---------- Task input

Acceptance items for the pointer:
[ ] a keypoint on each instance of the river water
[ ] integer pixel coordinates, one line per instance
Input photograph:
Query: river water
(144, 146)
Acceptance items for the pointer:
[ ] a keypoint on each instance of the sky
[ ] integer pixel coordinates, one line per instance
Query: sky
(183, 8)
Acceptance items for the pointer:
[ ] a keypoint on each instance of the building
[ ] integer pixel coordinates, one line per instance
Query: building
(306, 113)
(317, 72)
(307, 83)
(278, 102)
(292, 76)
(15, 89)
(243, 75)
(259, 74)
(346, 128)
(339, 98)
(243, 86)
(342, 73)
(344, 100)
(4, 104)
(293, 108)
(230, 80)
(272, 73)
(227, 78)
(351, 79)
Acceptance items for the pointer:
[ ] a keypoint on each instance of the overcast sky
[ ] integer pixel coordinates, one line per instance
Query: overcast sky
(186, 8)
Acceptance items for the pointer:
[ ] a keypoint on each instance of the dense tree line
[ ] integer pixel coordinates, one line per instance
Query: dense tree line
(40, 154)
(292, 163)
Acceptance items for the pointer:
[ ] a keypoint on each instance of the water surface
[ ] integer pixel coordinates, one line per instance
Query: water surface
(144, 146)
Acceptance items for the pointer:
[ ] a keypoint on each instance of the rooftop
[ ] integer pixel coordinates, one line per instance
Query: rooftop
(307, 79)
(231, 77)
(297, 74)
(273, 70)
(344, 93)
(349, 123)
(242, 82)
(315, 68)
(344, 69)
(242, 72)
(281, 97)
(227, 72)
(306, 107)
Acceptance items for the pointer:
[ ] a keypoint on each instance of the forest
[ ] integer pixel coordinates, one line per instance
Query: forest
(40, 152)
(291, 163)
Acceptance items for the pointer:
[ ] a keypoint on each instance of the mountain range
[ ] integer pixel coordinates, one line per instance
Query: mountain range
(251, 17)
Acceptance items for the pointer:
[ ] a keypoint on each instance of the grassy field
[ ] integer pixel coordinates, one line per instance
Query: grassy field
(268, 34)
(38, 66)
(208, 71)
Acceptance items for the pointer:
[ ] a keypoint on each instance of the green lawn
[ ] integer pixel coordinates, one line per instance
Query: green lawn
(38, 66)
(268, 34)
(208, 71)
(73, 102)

--------------------

(Aim):
Repeat the data verbatim.

(Solution):
Acceptance items for the pointer:
[ ] a keypoint on each instance of the river water
[ ] integer pixel coordinates, one line per instance
Input photograph:
Query: river water
(144, 146)
Acceptance items for the pointer:
[ ] a keypoint on each instance of the sky
[ ] integer pixel coordinates, one line per instance
Query: sky
(183, 8)
Acceptance items for the pointer:
[ ] a keypoint on each instance of the building
[ ] integer pixel coordinates, one line per instance
Query: building
(306, 113)
(317, 72)
(307, 83)
(278, 102)
(292, 76)
(15, 89)
(243, 75)
(259, 74)
(346, 128)
(339, 98)
(243, 86)
(342, 73)
(344, 100)
(4, 104)
(293, 108)
(230, 80)
(272, 73)
(227, 78)
(351, 79)
Acceptance items for the pointer:
[ ] a keypoint on each instance of the overcast sky
[ ] integer pixel coordinates, one line per instance
Query: overcast sky
(186, 8)
Acceptance items for the pointer:
[ ] a keypoint on each instance of the dense tree line
[ ] integer pixel coordinates, one line per instance
Query: dense tree line
(40, 154)
(292, 163)
Acceptance items for the pointer:
[ ] a keypoint on each instance of the water surface
[ ] integer pixel coordinates, one line per instance
Query: water surface
(144, 146)
Acceptance items for the pointer:
[ ] a keypoint on each instance of the rooftop
[ ] integer pixel coordinates, one line per instance
Query: rooftop
(307, 79)
(231, 77)
(297, 74)
(273, 70)
(344, 93)
(349, 123)
(242, 82)
(315, 68)
(344, 69)
(242, 72)
(281, 97)
(227, 72)
(306, 107)
Acceptance items for the pointer:
[ ] a keypoint on each instance of the forest
[ ] integer pixel coordinates, one line per instance
Query: forest
(40, 152)
(291, 163)
Acceptance items for the pointer:
[ ] a keypoint on each instance of the mountain range
[ ] integer pixel coordinates, one line per instance
Query: mountain range
(251, 17)
Acceptance items for the pointer:
[ ] a keypoint on each instance of the grassy field
[ ] integer pixel coordinates, one line per instance
Query: grassy field
(268, 34)
(38, 66)
(208, 71)
Acceptance items for the pointer:
[ ] a keypoint on each instance of the green lawn
[ ] integer pixel coordinates, one line per instance
Query: green lawn
(38, 66)
(268, 34)
(208, 71)
(73, 102)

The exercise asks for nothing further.